• [Extracted data]
— Start —
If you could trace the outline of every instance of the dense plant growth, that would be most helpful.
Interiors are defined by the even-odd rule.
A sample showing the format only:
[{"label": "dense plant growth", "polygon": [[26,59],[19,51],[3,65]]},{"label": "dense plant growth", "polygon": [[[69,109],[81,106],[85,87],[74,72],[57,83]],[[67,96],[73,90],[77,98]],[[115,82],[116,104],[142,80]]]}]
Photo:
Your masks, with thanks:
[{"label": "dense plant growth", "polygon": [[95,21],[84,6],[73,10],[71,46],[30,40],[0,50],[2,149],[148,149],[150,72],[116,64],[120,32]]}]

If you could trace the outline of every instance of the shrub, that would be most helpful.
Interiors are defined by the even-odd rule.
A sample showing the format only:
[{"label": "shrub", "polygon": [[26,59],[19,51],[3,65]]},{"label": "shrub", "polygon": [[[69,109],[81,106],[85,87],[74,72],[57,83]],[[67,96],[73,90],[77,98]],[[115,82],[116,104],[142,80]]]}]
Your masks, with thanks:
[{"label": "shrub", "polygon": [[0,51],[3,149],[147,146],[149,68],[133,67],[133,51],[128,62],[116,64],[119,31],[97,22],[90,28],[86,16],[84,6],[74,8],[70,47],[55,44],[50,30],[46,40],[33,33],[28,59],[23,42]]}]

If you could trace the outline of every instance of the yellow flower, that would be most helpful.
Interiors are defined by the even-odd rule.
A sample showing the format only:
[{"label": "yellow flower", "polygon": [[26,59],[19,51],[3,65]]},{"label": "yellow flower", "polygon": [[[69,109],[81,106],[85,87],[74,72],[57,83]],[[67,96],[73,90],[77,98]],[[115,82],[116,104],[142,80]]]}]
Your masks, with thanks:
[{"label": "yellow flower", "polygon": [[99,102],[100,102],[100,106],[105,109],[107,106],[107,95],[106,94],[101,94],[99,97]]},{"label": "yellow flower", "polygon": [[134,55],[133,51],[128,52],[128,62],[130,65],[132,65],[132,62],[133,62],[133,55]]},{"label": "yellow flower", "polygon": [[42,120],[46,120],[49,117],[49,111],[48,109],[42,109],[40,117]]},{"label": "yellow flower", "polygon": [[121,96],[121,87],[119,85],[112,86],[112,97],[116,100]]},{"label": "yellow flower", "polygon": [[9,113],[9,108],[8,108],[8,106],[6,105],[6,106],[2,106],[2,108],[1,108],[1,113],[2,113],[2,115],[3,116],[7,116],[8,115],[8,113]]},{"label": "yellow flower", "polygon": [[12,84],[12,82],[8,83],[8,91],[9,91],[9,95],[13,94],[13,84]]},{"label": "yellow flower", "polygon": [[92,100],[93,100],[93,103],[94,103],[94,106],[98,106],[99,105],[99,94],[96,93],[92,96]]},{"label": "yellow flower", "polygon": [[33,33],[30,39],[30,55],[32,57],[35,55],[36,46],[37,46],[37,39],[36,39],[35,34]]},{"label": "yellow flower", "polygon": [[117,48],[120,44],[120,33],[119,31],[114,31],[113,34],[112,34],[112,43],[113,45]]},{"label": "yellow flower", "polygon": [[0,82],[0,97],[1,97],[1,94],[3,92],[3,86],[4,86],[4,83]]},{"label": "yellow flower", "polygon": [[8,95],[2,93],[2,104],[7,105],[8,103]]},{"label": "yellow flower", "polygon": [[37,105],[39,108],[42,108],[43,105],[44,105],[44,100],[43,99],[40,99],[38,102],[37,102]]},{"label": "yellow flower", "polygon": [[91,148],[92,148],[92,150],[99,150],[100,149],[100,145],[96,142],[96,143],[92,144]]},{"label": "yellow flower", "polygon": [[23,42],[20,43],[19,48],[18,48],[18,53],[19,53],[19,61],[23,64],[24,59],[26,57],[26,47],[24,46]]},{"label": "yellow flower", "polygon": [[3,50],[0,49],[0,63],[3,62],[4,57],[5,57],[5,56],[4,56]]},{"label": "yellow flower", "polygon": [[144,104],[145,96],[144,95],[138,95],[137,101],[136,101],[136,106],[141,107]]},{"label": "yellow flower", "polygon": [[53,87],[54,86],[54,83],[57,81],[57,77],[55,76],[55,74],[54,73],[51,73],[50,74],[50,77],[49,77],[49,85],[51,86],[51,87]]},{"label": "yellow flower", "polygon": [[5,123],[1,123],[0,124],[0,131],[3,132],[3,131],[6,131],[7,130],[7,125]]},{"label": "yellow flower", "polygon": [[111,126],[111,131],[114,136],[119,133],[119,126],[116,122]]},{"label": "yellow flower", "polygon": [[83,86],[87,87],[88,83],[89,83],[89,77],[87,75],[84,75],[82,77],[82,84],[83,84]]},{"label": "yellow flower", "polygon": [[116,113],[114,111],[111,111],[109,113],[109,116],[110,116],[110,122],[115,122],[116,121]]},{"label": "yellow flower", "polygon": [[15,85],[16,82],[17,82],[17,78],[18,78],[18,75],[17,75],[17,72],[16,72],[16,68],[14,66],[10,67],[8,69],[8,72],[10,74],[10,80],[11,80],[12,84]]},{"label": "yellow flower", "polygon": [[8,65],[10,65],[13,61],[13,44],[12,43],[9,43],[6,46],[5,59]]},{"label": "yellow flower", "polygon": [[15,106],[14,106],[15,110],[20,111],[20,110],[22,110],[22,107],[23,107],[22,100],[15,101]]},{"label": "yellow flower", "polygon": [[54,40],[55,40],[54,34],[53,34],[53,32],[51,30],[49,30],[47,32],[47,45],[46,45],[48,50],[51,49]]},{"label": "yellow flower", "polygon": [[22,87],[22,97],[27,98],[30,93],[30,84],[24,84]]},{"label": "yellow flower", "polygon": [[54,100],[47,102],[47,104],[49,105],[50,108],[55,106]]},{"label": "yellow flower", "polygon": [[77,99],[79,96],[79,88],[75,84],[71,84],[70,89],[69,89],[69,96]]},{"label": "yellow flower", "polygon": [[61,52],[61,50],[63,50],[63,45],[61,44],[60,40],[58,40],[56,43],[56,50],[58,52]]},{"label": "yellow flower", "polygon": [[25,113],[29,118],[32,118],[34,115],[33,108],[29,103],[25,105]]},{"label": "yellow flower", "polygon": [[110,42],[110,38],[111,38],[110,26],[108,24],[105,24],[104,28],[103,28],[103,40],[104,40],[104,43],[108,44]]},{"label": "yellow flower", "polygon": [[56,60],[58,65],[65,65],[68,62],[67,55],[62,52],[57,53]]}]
— End —
• [Task to carry out] Which lines in the records above contain the word "helpful"? Report each of those lines in full.

• [Full output]
If you could trace the outline of every instance of the dense plant growth, that would be most helpful.
If you could trace the outline of every instance of the shrub, that would be most helpful.
If you could trace the outline of every instance of the yellow flower, that would be most helpful.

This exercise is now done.